_Task:_ Count the lines in the data below that contain the word "detection", and reply with only that number.

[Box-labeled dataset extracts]
___

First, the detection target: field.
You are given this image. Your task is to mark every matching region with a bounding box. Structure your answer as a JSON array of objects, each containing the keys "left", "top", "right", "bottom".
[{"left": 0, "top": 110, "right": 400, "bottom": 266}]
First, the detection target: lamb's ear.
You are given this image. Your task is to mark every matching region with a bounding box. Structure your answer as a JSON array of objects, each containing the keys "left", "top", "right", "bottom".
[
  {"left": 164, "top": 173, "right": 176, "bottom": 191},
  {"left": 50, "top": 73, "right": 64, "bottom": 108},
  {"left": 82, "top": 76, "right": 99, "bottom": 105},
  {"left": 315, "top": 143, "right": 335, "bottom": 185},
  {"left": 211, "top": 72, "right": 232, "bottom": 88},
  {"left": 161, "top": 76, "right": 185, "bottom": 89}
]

___

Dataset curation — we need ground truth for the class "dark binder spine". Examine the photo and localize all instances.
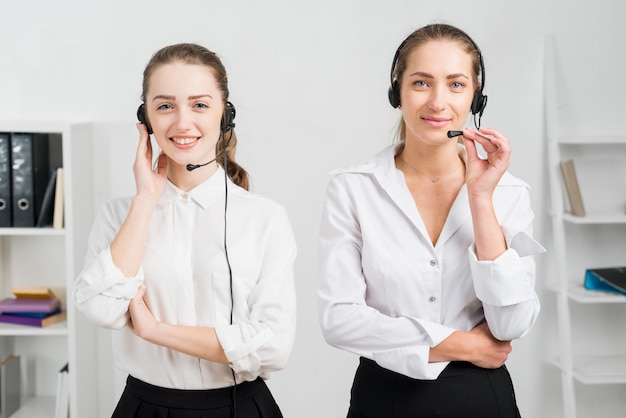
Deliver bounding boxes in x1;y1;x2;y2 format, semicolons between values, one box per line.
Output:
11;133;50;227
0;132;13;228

___

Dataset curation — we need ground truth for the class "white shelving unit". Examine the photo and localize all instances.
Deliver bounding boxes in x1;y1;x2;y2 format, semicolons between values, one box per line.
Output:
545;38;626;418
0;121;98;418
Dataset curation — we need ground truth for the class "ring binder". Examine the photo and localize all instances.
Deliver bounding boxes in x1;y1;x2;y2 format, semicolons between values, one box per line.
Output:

___

_Answer:_ 2